:: Tekst źródłowy ::

W mojej ocenie Unia Europejska poprzez m.in. raport Reutersa, czy stanowisko ambasadorów, a także inne działania wysyła jasne i czytelne sygnały, że dotychczasowe relacje i praktyki miedzy publicznym zamawiającym, a prywatnymi wykonawcami jej się nie podobają – mówi w rozmowie z portalem „RynekInfrastruktury.pl” Henryk Klimkiewicz, Przewodniczący RBF i członek Inicjatywy dla Infrastruktury.
Ze specjalnego raportu Reutersa wyłonił się obraz polskich dróg, które prowadzą do ruiny polskie i zagraniczne firmy. Jego autorzy zarzucają GDDKiA pęd ku oszczędnościom i brak dbałości strony państwowej o wykonawców i innych uczestników procesu inwestycyjnego. Jest Pan podobnego zdania?
Nie mam dostatecznej wiedzy, by obiektywnie rozstrzygnąć, która ze stron ma w tych sporach rację. Bez winy nie pozostaje zarówno Generalna Dyrekcja, jak i wykonawcy. Jednak kardynalnym błędem GDDKiA jest doprowadzenie do sytuacji, w której zaufanie w relacjach zamawiający – wykonawca, zostało zredukowane niemal do zera.

:::

**Polecenia:**
[a] Wypisz z tekstu źródłowego wszystkie nazwy instytucji, organizacji i mediów, każdą tylko raz.
[b] Jakie funkcje pełni Henryk Klimkiewicz według tekstu źródłowego?
[c] Przełóż na angielski zdanie z tekstu źródłowego: „Nie mam dostatecznej wiedzy, by obiektywnie rozstrzygnąć, która ze stron ma w tych sporach rację”.

:: Dostarczony materiał ::

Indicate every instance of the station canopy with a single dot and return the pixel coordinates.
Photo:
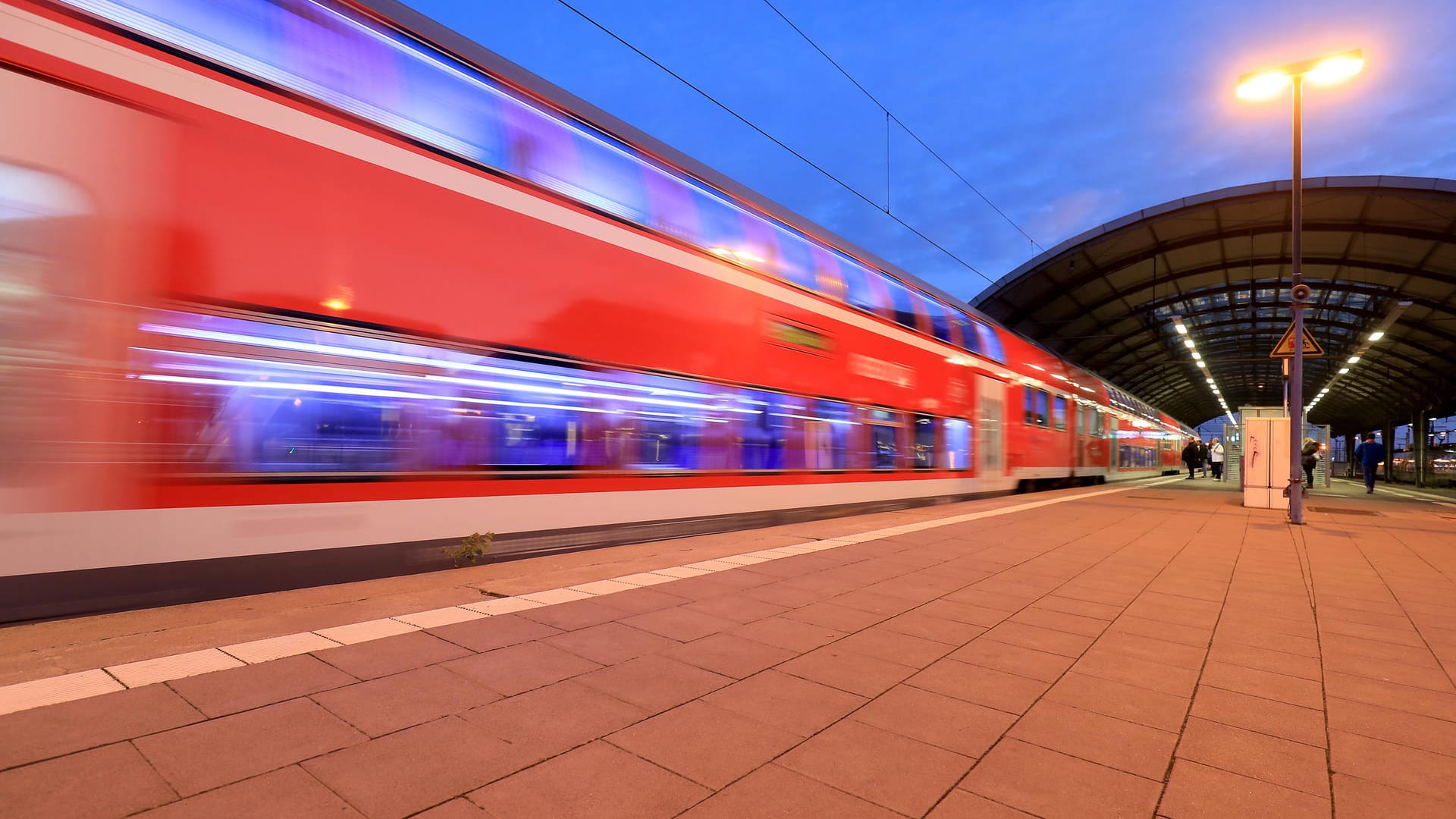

:::

**Odpowiedzi:**
[a] Unia Europejska, Reuters, RynekInfrastruktury.pl, RBF, Inicjatywa dla Infrastruktury, GDDKiA (Generalna Dyrekcja)

[b] Jest Przewodniczącym RBF i członkiem Inicjatywy dla Infrastruktury.

[c] I do not have sufficient knowledge to objectively determine which of the parties is right in these disputes.